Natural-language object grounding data

::::::::

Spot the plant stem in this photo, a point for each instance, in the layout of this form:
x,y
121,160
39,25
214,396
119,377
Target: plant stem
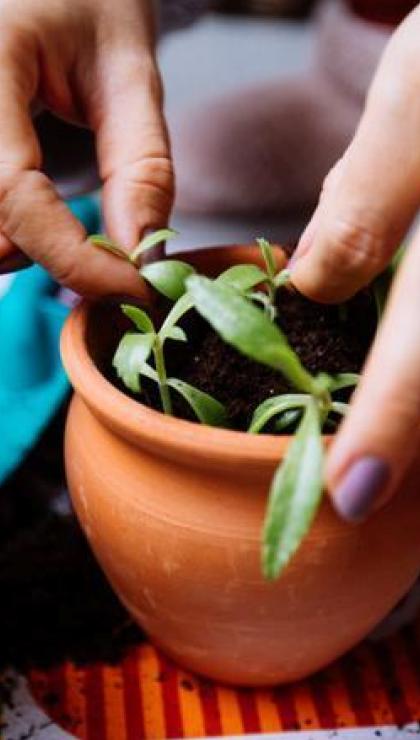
x,y
163,380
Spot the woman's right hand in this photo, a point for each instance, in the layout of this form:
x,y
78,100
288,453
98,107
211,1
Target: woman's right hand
x,y
91,62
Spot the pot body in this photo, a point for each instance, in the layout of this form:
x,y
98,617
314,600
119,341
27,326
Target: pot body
x,y
176,524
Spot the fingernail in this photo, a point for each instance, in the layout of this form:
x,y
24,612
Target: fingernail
x,y
360,488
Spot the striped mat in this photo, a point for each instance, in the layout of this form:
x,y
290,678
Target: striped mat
x,y
147,696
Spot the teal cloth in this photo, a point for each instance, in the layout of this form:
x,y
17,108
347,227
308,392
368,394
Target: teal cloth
x,y
33,383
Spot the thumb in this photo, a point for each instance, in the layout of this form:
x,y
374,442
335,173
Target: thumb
x,y
133,149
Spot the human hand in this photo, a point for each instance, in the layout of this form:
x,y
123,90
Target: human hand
x,y
368,202
91,62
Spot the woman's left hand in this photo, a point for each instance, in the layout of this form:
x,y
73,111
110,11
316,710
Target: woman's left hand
x,y
368,202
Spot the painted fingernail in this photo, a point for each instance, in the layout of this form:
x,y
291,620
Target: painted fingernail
x,y
360,488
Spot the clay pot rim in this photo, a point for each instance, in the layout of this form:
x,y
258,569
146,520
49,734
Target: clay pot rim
x,y
147,427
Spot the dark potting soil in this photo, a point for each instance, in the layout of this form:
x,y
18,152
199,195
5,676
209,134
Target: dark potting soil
x,y
331,339
55,602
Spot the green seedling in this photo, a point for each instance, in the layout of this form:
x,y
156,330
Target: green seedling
x,y
296,488
131,364
230,305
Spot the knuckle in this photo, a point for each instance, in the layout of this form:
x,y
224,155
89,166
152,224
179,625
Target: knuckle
x,y
354,247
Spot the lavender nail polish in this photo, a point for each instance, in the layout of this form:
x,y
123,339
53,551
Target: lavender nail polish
x,y
360,488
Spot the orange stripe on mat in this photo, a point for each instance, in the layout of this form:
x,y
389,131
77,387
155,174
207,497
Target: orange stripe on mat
x,y
267,712
191,706
114,704
306,712
170,697
394,692
150,680
73,700
353,678
339,697
408,676
375,692
133,703
230,714
285,701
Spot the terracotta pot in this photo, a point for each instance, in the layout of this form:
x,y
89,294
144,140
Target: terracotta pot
x,y
173,511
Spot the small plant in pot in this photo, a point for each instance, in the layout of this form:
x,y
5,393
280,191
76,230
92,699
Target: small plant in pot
x,y
176,519
240,305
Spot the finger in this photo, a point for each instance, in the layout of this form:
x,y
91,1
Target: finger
x,y
133,148
382,431
32,216
366,213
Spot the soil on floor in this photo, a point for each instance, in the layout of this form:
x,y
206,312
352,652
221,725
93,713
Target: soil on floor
x,y
55,602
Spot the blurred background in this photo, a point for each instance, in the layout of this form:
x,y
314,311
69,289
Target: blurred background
x,y
238,44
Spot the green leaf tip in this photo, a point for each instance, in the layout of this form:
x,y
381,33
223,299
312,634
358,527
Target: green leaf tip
x,y
295,495
168,277
132,353
248,329
206,408
102,241
150,241
139,318
268,256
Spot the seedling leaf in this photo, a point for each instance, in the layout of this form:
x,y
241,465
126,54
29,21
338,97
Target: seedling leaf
x,y
295,495
248,329
287,419
132,353
242,277
177,334
267,253
343,380
139,318
282,278
340,408
102,241
274,406
184,304
207,409
150,241
168,277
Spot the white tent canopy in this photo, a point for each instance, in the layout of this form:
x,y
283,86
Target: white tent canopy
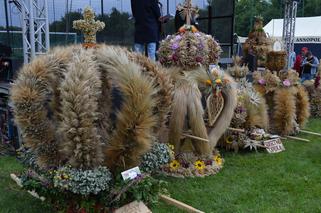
x,y
307,29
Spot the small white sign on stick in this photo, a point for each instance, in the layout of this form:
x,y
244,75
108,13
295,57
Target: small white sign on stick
x,y
131,173
274,145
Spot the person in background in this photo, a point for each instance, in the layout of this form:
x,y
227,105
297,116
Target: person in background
x,y
147,15
299,59
180,21
292,59
309,67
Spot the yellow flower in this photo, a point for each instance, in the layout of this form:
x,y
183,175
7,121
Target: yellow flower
x,y
229,139
200,165
174,165
218,81
218,160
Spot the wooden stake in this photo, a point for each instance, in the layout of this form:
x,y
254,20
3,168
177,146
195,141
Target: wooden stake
x,y
236,130
195,137
298,139
32,193
311,133
179,204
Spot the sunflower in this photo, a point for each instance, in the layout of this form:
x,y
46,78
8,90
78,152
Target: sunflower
x,y
218,159
200,165
174,165
229,139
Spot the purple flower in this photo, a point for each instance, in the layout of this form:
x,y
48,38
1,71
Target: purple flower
x,y
286,83
262,81
178,38
175,57
174,46
201,45
199,59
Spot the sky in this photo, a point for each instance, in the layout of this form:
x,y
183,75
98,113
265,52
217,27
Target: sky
x,y
57,8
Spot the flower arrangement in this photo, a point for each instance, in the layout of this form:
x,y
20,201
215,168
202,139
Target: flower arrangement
x,y
89,27
189,165
216,82
82,182
189,49
276,60
271,81
159,155
237,71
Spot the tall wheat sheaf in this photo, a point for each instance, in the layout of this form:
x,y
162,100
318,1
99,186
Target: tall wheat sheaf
x,y
62,103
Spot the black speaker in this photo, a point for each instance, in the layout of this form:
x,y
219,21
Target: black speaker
x,y
218,20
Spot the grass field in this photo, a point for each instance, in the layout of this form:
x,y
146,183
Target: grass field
x,y
249,182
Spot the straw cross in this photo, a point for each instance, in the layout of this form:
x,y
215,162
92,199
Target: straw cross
x,y
187,10
89,26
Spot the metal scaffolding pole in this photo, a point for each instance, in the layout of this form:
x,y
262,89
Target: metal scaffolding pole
x,y
35,27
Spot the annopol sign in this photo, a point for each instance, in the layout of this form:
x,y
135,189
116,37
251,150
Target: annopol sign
x,y
274,145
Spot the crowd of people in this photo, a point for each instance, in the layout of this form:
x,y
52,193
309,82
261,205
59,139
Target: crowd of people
x,y
306,64
149,22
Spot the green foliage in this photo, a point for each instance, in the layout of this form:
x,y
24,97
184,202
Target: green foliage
x,y
159,155
142,188
148,190
83,182
250,182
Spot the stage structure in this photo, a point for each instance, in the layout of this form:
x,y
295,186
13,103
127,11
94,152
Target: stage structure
x,y
35,27
219,22
290,11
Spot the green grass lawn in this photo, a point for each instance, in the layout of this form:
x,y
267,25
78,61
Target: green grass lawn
x,y
249,182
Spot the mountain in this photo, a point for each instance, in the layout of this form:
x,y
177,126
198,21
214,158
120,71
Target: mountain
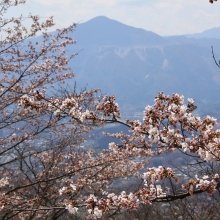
x,y
135,64
107,32
210,33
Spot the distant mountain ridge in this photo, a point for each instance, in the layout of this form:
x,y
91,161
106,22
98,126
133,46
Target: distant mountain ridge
x,y
104,31
135,64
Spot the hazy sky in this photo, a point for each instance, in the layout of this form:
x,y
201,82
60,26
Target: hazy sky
x,y
164,17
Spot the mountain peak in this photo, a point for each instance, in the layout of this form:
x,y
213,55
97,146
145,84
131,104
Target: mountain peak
x,y
105,31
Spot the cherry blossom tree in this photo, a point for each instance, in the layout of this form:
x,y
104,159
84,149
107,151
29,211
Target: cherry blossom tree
x,y
45,173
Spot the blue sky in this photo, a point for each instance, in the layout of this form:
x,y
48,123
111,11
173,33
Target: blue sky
x,y
164,17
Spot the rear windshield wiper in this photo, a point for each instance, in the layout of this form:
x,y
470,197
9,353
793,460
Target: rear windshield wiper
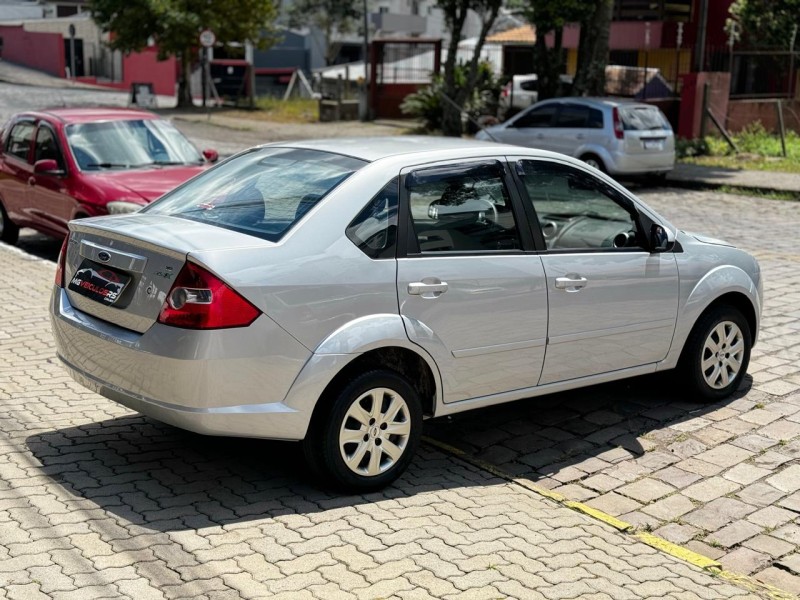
x,y
108,165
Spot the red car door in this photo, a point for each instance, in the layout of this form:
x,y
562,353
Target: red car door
x,y
48,192
16,170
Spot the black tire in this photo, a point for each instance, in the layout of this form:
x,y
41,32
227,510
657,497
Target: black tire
x,y
594,161
322,448
709,375
9,231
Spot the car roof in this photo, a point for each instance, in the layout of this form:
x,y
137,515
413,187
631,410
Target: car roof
x,y
88,114
373,148
597,102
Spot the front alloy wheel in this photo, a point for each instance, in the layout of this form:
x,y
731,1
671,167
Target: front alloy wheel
x,y
366,436
717,353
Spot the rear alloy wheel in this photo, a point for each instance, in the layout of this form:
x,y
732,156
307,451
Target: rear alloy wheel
x,y
594,161
9,232
368,436
717,353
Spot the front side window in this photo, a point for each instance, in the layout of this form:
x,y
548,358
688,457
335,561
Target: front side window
x,y
462,209
576,211
129,144
263,192
374,230
19,140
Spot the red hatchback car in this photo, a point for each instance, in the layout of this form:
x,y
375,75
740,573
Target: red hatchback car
x,y
68,163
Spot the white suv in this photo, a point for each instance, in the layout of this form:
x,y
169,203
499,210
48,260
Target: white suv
x,y
617,136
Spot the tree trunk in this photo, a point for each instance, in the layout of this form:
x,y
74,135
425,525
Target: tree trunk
x,y
184,89
451,115
590,77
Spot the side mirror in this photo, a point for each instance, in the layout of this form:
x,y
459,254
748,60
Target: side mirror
x,y
659,240
47,166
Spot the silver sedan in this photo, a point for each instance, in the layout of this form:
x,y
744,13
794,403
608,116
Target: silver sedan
x,y
339,292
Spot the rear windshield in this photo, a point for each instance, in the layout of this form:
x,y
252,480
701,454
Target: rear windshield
x,y
263,192
642,118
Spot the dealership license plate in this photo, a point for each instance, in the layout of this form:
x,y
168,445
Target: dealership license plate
x,y
99,283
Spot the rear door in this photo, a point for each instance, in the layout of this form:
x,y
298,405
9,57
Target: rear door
x,y
48,193
532,128
17,170
468,292
612,303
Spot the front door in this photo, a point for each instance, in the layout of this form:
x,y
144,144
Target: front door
x,y
613,303
468,293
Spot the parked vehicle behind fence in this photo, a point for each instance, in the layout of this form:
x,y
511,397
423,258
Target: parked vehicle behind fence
x,y
617,136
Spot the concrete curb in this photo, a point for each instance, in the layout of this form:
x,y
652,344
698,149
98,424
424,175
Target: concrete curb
x,y
693,558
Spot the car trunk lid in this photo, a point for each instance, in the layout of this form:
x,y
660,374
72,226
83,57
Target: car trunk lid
x,y
120,269
646,130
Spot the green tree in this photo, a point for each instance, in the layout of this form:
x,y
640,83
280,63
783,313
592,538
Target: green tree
x,y
765,23
174,25
455,14
590,75
330,17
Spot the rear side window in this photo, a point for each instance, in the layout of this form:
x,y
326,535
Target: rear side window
x,y
374,230
263,192
541,116
19,140
642,118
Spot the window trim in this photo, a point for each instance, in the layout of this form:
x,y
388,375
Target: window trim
x,y
407,242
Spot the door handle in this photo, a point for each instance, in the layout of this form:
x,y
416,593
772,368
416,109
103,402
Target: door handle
x,y
427,290
571,284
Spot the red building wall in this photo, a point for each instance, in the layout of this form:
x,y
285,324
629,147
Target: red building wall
x,y
41,51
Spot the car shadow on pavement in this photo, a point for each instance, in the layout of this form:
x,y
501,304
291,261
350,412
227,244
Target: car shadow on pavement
x,y
162,478
562,438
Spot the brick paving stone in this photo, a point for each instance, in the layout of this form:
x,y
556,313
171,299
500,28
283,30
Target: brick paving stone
x,y
613,504
760,494
710,489
670,508
734,534
769,545
646,490
745,561
780,579
787,480
745,474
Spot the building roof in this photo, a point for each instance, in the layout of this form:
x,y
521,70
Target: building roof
x,y
525,34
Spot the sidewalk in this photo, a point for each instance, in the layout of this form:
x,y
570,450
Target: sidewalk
x,y
762,181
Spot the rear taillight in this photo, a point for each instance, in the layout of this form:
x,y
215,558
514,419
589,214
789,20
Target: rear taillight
x,y
619,130
200,300
62,260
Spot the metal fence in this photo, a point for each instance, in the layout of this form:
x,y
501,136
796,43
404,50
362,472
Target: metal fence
x,y
757,73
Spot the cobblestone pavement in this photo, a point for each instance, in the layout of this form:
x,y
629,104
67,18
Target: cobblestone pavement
x,y
97,502
720,479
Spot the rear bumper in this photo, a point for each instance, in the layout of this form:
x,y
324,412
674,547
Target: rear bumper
x,y
223,382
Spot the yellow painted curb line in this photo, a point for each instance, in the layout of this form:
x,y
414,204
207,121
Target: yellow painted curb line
x,y
711,566
698,560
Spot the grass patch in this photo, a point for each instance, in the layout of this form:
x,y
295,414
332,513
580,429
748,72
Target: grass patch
x,y
294,110
759,150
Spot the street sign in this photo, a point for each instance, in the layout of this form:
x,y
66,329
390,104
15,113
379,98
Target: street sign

::::::::

ACTIVITY: An exact printout of the entries is wanted, covering the first line through the line holding "Spot the woman's right", with pictures kept out of it.

SOLUTION TO THE EXERCISE:
Spot the plant stem in this photo, a point for each instance, in the layout of this form:
x,y
121,160
39,25
214,396
119,377
Target: plant stem
x,y
163,380
Spot the woman's right hand in this photo, a point for each instance, in the layout of this form:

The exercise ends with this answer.